◆ Instruções de trabalho: Troque "beijaço" por "beijo coletivo" e reproduza a crítica da série "Boca a Boca" começando em "Inconsistências do Roteiro" e terminando em "e os personagens.".

◆ Trecho do documento:
○ ○ ○ ○ ○
Criada por Esmir Filho (“Os Famosos e os Duendes da Mortes” e ‘Alguma Coisa Assim’), que também divide a direção com Juliana Rojas (‘As Boas Maneiras’), “Boca a Boca” traz um delicioso contraste de uma trama futurista em uma cidade pequena e pacata maximizada através de toda a concepção visual – maquiagem e penteado, direção de fotografia e o design de produção – sonora através de excelente trilha sonora. Isso ajuda a criar uma dinâmica viciante nos seis episódios de 40 minutos.
Inconsistências do Roteiro
Logo nas primeiras cenas, somos bombardeados pelo beijaço que alastra a doença, reforçado pelas cores fortes e maquiagens marcantes. Só por este primeiro momento é muito difícil não associar a estética escolhida com a ótima série da HBO, ‘Euphoria’, porém, a trilha sonora nacional logo nos leva de volta para a narrativa de ‘Boca a Boca’. As músicas escolhidas, inclusive, são um ponto forte na narrativa: desde Letrux a Baco Exu do Blues, as canções contribuem para criar uma identificação com a atmosfera e os personagens.
Filmada na cidade de Goiás Velho, “Boca a Boca” utiliza muito bem o espaço bucólico para construir cenas surrealistas. Talvez o único grande incômodo na estética seja a concepção dos animais modificados geneticamente, além dos efeitos visuais ficarem a desejar: os momentos em que eles aparecem sempre são vistos através do recurso de found footage, filmados pelos próprios personagens, deixando algo que já não havia sido executado tão bem ainda mais confuso.
Já que estamos falando de decisões disfuncionais, é preciso repassar alguns momentos mal idealizados. No caso são pequenas incoerências absurdas demais para não notarmos. Ninguém, por exemplo, ainda havia percebido as montagens nas fotos de Manu? Como Maurílio não mostra nenhum sintoma da doença apesar de trabalhar diretamente com a suposta causa? Entendo que algumas perguntas ao longo do caminho podem servir de especulação para uma outra temporada, mas, essas citadas são essencialmente pontas soltas na narrativa assim como personagens que surgem e somem rapidamente de um lugar para outro.
Ordem, Progresso e um Padrão Sufocante
Ao abordar o cenário da cidade pequena com diversos segredos, Esmir Filho busca abrasileirar ao máximo Progresso. Dominada pela pecuária, o nome do local, além de remeter ao lema positivista da bandeira do país, serve também como trocadilho para ‘regresso’. Já o título, “Boca a Boca”, é uma metalinguagem para a transmissão da doença e também de ideias. Por fim, a diferença entre classes sociais amplamente abordada também começa com nomenclaturas em referência à história do Brasil com “sede e colônia.
○ ○ ○ ○ ○
◆ Registros fornecidos:
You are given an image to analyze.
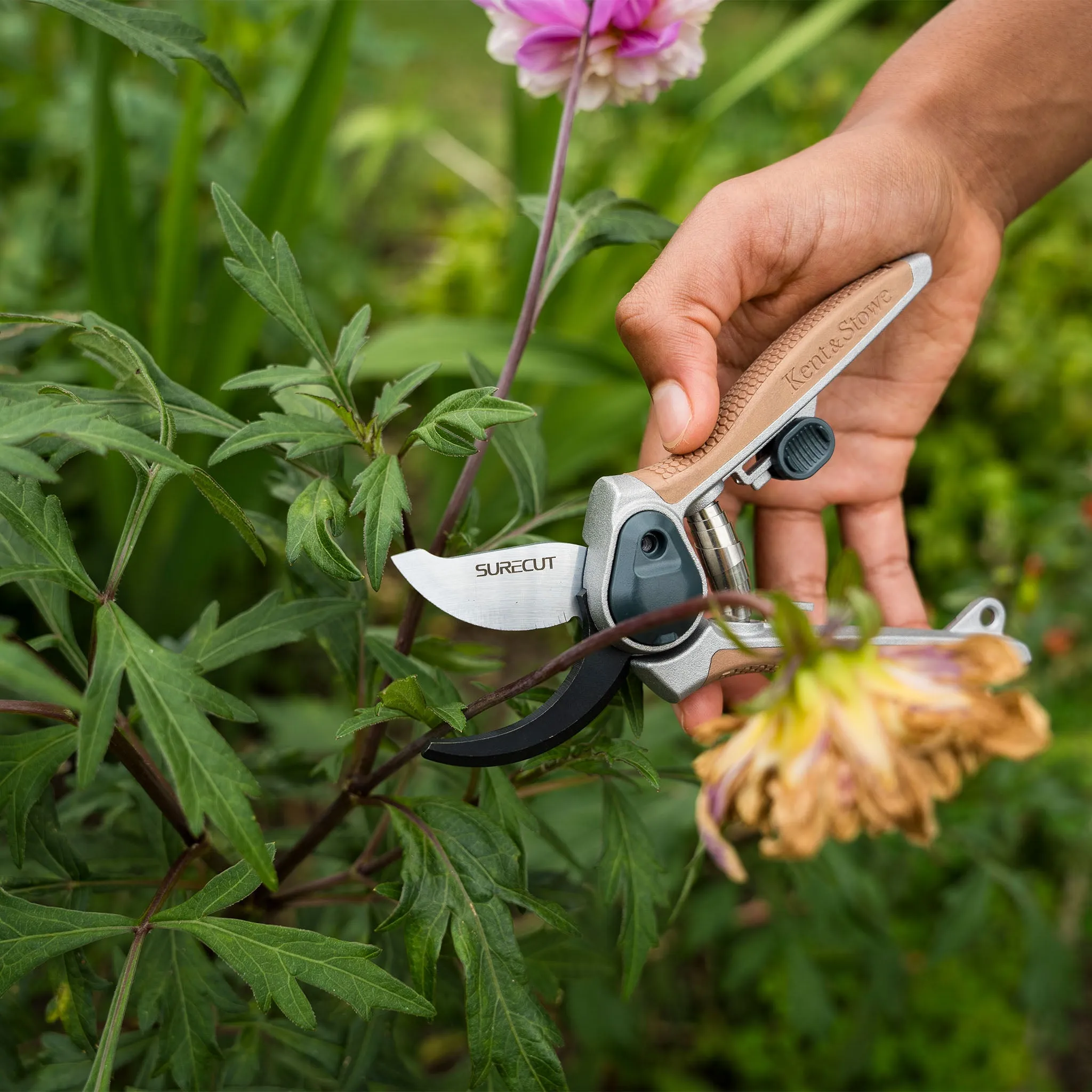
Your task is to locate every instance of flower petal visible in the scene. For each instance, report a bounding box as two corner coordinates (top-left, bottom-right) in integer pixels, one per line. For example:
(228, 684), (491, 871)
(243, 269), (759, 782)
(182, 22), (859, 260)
○ ○ ○ ○ ○
◆ Área de resposta:
Inconsistências do Roteiro
Logo nas primeiras cenas, somos bombardeados pelo beijo coletivo que alastra a doença, reforçado pelas cores fortes e maquiagens marcantes. Só por este primeiro momento é muito difícil não associar a estética escolhida com a ótima série da HBO, ‘Euphoria’, porém, a trilha sonora nacional logo nos leva de volta para a narrativa de ‘Boca a Boca’. As músicas escolhidas, inclusive, são um ponto forte na narrativa: desde Letrux a Baco Exu do Blues, as canções contribuem para criar uma identificação com a atmosfera e os personagens.